- [TASK TO COMPLETE]: Whatever the records below say, write them all out exactly.

- [DATASET RECORDS]:

_ _ _

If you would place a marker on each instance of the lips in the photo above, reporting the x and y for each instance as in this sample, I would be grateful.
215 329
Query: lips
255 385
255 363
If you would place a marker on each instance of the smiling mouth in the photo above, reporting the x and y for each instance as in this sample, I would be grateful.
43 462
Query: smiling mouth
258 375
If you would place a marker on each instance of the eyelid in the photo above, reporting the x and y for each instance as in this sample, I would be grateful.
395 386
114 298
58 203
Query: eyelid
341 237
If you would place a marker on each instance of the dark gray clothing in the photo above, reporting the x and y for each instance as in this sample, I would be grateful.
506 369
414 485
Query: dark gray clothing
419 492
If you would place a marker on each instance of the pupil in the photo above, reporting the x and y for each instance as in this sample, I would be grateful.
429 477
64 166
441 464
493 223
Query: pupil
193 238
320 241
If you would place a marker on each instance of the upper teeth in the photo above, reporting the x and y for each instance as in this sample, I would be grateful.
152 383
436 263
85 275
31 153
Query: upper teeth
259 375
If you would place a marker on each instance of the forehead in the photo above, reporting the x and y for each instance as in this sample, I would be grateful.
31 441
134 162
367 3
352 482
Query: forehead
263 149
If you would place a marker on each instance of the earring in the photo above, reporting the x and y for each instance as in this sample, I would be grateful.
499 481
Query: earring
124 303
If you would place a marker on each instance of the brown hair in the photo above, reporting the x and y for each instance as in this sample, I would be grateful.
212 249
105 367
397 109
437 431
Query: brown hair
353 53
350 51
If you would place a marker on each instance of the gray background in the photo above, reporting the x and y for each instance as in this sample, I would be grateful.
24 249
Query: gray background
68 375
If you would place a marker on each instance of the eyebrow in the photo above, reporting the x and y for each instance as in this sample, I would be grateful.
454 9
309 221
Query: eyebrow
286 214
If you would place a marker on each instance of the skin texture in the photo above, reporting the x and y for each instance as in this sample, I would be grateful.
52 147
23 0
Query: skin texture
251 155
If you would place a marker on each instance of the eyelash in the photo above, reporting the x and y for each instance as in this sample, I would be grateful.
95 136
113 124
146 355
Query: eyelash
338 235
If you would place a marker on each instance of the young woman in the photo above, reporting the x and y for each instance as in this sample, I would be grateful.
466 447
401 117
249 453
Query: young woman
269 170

_ _ _

- [TASK OUTPUT]:
If you would place a marker on each instance of the lips in the photo above, reporting the x and y for each instance as in this sample, I would be grateful.
215 329
Query: lips
255 385
255 363
If you would place a marker on each instance of the smiling mouth in the photo above, reporting the x and y for each instance as in this sample, I would be grateful.
43 462
Query: smiling mouth
258 375
If you would place a marker on each instance of the eyelid in the photo above, reporting the x and y for each instance as in this sample, I would be grateful.
395 386
114 298
58 203
Query: eyelid
341 237
If you would place a marker on each instance of the dark gray clothing in the photo above, reporting the x and y for each instance as in this sample, I would be grateful.
506 369
414 485
Query: dark gray clothing
419 492
If you would place a marker on each instance of the pupil in the photo above, reporting the x and y for each instance as in this sample, I would be grateful.
429 477
64 166
441 464
493 223
Query: pupil
193 238
320 241
If you would place a marker on each instance of the upper teeth in the photo above, reporting the x and y for each instance as in this sample, I would be grateful.
152 383
436 263
85 275
31 153
Query: upper teeth
259 375
If you would place a marker on each instance of the forehead in the photo above, reporting the x and y for each instance as in this sample, I would be grateful.
31 441
134 162
367 3
352 482
Query: forehead
263 149
If you would place a marker on each instance of the earring in the photo above, reporting the x and y for each instance as in this sample, I would be grateful.
499 481
Query: earring
124 303
If you would place a marker on each instance of the brown hair in the photo above, reporting the x and y for each instance as in this sample, I would be grateful.
212 249
105 367
397 109
437 431
Query: brown hair
353 53
350 51
If you would place a marker on each instance of the gray background in the photo above, reporting the x and y for each instance as in this sample, I would be grateful.
24 249
Query: gray background
68 375
If you would place a marker on each instance of the eyebrow in the photo above, reporting the x and y for each instance as in this sample, I would be grateful.
454 9
309 221
Query: eyebrow
286 214
If you would place a marker on each instance of the skin texture in the photo above, reporting the x and y for each instance as in this sample, I would be grateful.
52 147
23 0
Query: skin texture
251 155
If you would place a marker on each instance of the eyelash in the photo above, reporting the x and y for each instance as in this sample, I would be grateful.
95 136
113 124
146 355
Query: eyelash
338 235
If you would place a marker on each instance of the young woman in the photo above, reporting the x and y for each instance as in this sample, I would be grateful.
466 447
401 117
249 453
Query: young woman
269 170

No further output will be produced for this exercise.